◆ **Exercise description**
Summarize the IAM role excerpt below in two sentences.

◆ **Source excerpt**
This part creates an AWS Identity and Access Management (IAM) role with associated policies for an instance profile. Here's a short description of what it does:

IAM Role Creation: This code defines an IAM testrole and specifies the role's path in the IAM hierarchy as the root ("/"). The role's assume role policy allows AWS EC2 instances to assume this role
Assume Role Policy: The assume role policy grants EC2 instances the permission to assume the role. It specifies that the service "ec2.amazonaws.com" is allowed to assume the role using the "sts:AssumeRole" action. Additionally, it allows any AWS entity ("AWS": "*") to assume the role.
IAM Role Policy: This code also attaches a policy named "web_iam_role_policy" to the IAM role. The policy grants permissions to perform actions related to Amazon EKS (Elastic Kubernetes Service) using the "eks:" actions. It also grants broad permissions to interact with Amazon S3 using "s3:" actions. The resource "Resource": ["*"] allows these actions to be performed on any resource.

◆ **Provided records**
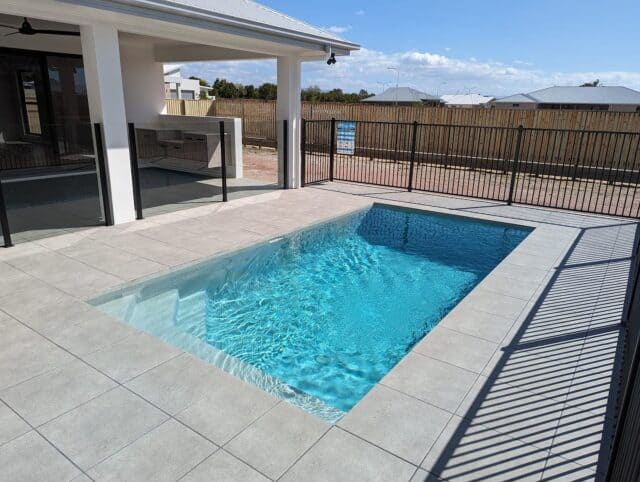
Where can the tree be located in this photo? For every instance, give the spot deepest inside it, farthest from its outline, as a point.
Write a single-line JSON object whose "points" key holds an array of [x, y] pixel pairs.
{"points": [[224, 89]]}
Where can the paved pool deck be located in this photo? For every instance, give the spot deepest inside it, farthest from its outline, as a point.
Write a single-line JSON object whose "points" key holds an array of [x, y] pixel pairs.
{"points": [[519, 381]]}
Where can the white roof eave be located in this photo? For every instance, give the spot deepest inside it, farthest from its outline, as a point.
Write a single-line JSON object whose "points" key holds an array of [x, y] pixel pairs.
{"points": [[220, 23]]}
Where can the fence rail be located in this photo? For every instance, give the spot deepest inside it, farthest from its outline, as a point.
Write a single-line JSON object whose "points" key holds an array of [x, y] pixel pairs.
{"points": [[582, 170], [259, 117]]}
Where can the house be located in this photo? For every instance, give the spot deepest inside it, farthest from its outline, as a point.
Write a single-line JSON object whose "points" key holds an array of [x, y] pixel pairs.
{"points": [[177, 87], [601, 98], [71, 68], [403, 96], [466, 101]]}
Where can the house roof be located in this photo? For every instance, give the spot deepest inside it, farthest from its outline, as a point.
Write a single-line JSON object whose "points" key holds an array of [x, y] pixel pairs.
{"points": [[466, 99], [246, 14], [402, 94], [577, 95]]}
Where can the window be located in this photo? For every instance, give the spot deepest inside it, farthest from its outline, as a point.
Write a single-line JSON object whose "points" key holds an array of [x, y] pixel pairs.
{"points": [[30, 107]]}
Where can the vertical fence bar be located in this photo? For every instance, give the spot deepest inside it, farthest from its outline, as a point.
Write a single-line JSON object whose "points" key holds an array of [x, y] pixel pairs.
{"points": [[285, 154], [412, 159], [102, 171], [135, 174], [303, 156], [516, 159], [4, 220], [333, 148], [223, 162]]}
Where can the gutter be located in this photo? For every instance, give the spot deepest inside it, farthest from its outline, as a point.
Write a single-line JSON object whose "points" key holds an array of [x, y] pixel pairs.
{"points": [[168, 11]]}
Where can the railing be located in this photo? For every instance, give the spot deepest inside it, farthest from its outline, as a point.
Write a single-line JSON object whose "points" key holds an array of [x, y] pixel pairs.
{"points": [[590, 171], [625, 463]]}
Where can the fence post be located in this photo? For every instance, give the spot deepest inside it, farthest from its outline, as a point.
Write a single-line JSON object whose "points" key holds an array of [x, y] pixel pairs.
{"points": [[303, 157], [413, 154], [223, 162], [102, 172], [333, 148], [516, 159], [135, 177], [285, 154], [4, 220]]}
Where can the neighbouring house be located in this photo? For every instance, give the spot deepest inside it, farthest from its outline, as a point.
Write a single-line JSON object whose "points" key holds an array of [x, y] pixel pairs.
{"points": [[466, 101], [78, 68], [601, 98], [403, 96], [178, 87]]}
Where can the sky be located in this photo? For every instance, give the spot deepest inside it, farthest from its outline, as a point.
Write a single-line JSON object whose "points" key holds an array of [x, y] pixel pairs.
{"points": [[491, 47]]}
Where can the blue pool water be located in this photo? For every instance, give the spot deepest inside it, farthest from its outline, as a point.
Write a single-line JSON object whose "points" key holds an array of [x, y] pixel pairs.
{"points": [[320, 316]]}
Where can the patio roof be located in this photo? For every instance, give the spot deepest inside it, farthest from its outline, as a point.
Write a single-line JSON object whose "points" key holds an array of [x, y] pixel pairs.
{"points": [[240, 16]]}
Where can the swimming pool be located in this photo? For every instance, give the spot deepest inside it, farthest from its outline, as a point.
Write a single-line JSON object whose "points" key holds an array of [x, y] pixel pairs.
{"points": [[320, 316]]}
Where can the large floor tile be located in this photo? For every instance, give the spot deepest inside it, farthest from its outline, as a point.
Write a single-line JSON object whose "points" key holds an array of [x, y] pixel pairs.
{"points": [[112, 260], [176, 384], [430, 380], [11, 425], [512, 411], [46, 396], [132, 356], [223, 467], [487, 326], [164, 454], [396, 422], [98, 429], [468, 452], [275, 441], [66, 274], [25, 354], [227, 406], [340, 456], [30, 457], [465, 351]]}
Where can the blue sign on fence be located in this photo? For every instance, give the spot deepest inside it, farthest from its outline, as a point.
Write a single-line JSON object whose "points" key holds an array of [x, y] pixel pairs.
{"points": [[346, 139]]}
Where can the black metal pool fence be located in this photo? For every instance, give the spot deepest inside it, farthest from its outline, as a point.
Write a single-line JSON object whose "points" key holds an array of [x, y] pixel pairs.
{"points": [[581, 170]]}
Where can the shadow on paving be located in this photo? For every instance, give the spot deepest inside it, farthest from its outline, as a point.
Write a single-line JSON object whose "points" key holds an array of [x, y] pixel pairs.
{"points": [[546, 409]]}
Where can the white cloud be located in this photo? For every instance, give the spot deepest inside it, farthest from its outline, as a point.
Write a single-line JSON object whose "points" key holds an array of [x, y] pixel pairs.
{"points": [[338, 29], [427, 71]]}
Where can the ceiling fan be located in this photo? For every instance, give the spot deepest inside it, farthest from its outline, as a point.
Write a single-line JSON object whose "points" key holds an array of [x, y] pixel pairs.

◆ **Task output**
The code creates an AWS IAM role, testrole, at the root path ("/") for an instance profile, with an assume role policy that lets the service "ec2.amazonaws.com" assume it through the "sts:AssumeRole" action and also lets any AWS entity assume it. It attaches a policy named "web_iam_role_policy" that grants "eks:" actions for Amazon EKS and broad "s3:" actions for Amazon S3, allowed on any resource.